(Collected data)
+ + + + +
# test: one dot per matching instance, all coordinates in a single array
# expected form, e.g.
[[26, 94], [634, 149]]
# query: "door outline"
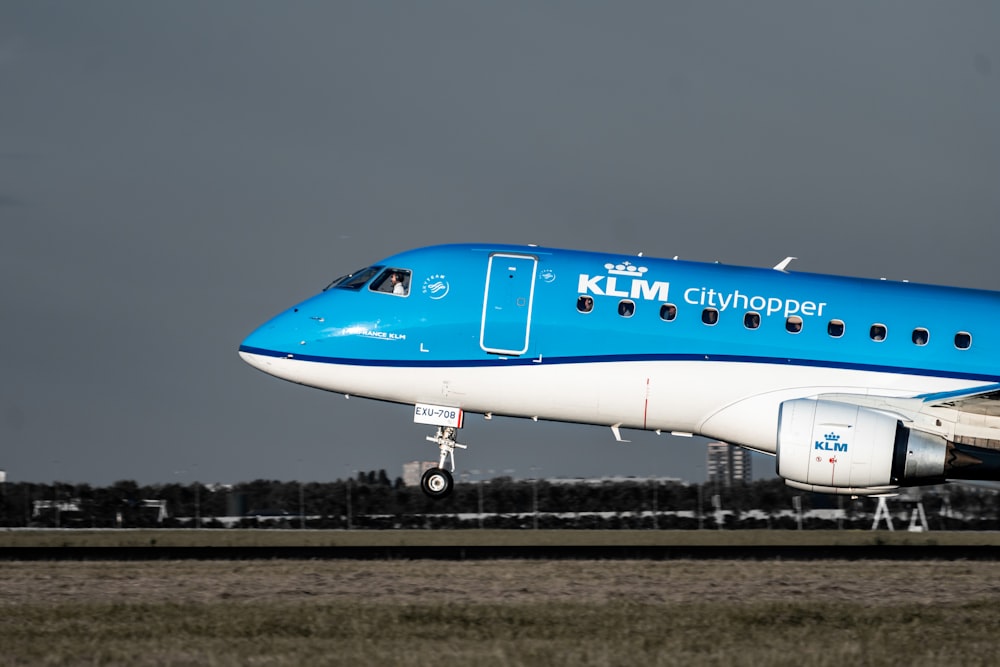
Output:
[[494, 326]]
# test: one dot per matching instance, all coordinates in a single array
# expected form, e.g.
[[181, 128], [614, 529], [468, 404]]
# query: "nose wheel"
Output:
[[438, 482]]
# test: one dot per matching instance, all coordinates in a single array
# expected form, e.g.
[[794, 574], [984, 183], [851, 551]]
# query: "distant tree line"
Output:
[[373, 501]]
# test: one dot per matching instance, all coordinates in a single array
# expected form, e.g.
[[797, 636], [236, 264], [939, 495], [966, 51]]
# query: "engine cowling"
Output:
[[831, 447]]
+ + + + +
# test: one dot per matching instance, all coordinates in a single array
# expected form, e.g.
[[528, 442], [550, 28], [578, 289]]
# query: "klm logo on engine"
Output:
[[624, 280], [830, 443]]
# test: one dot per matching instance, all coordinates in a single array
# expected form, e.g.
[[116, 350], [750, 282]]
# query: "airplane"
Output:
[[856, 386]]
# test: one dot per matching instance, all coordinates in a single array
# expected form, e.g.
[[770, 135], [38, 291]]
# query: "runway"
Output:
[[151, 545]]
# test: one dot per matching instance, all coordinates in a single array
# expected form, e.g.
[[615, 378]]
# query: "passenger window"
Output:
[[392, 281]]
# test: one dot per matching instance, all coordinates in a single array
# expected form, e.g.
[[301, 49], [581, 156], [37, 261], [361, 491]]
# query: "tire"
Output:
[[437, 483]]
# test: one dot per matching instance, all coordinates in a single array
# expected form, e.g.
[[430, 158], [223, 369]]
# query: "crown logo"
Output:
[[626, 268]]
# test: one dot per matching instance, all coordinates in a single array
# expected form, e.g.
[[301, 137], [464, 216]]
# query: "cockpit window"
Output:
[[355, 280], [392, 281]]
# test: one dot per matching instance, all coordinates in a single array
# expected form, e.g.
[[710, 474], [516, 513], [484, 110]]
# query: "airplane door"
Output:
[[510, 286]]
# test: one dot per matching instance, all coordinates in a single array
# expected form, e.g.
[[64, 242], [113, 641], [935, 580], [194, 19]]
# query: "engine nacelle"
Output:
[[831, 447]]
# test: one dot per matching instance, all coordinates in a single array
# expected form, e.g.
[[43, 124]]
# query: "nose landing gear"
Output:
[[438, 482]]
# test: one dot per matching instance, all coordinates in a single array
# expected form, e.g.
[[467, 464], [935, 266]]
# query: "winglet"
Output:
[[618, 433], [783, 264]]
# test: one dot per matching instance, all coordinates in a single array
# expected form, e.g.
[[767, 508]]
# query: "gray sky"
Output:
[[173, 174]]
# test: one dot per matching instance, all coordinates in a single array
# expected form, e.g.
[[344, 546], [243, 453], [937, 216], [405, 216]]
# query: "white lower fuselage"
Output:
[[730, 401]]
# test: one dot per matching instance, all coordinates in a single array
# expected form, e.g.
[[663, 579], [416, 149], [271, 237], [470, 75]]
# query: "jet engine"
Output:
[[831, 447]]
+ + + + +
- What the exercise asks: Filter the lines above, keeping and copying those that contain "airplane".

- Result below:
# query: "airplane"
# query: "airplane door"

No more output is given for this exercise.